> **Extracted text**
+===+

Abstract:
Investigating the lived experience of followership during the COVID-19 crisis, this study provided greater insight into the importance of followership in the leader-follower paradigm and the influence which crises have on it. Set during the global pandemic, this study harnessed the existing challenges in South African healthcare organisations, a setting of uncertainty and complexity further compounded by the crisis. The setting provided an opportunity to contribute meaningfully to followership theories and a practical understanding of the phenomenon of followership in response to crises.
Notwithstanding extensive research on leadership, failures in business continue despite the presence of ‘great leadership’ in the organisation. The key to unlocking this conundrum may lie with followers. However, while followership has been a growing area of interest in the broader leadership domain, it remains a nascent field of academic study dominated by decades of leader-centric doctrine.
This study used an interpretive, inductive, explanatory qualitative study design to answer how crises influence followership. This longitudinal study used interviews of senior managers, as followers, within healthcare organisations and their experiences of followership during a global crisis. The results indicate that followers’ perspectives of followership are based on a combination of motives, self-perception and relational elements in engagements with leaders. Hermeneutic phenomenological analysis illustrated that the crisis influenced these perspectives and shifted previous beliefs regarding approaches to the interaction between followers, leaders and followership construction. It was found that the crisis enhanced the independence of followers, altered their approaches to constructing followership and reframed organisational engagements.

+===+

> **Record excerpts**
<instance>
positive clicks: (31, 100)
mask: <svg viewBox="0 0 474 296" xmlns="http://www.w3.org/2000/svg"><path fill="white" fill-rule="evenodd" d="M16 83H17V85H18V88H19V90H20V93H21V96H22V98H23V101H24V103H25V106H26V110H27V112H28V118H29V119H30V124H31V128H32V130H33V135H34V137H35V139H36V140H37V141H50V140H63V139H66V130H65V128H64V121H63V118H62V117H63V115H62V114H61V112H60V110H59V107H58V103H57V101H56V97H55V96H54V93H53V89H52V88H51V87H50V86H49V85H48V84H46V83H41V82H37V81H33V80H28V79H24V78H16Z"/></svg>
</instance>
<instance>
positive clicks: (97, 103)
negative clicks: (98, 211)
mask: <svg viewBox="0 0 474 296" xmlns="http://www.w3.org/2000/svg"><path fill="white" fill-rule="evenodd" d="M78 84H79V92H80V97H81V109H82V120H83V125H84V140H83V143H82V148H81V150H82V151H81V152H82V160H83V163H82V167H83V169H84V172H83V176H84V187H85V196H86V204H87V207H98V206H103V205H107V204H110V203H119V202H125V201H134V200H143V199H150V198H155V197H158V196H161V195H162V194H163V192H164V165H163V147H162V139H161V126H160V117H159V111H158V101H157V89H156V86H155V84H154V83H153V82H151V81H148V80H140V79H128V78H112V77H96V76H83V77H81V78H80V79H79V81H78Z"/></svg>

+===+

> **Exercise tasks**
• A. Please translate this sentence from the followership abstract into Spanish: "The key to unlocking this conundrum may lie with followers."
• B. Resume the followership abstract right after its final sentence.
The records have no connection to the followership abstract.

> **Response list**
• A. La clave para resolver este enigma puede estar en los seguidores.

• B.
This study contributes to follower-centric perspectives in followership theory and extends the understanding of followership in the context of crises and complexity. The potential of followership to improve collaboration and execution of organisational goals is also highlighted.
This study identifies the dynamic nature of followership, the antecedents to followership construction and followers' self-perceptions in response to different phases of crises with a follower-centric lens. While important in their own regard, these findings also set the stage for further investigation and validation in non-crisis or ‘post-crisis’ contexts. Finally this study noted the potential benefit of using hermeneutic phenomenology as a method for in-depth business and organisational research.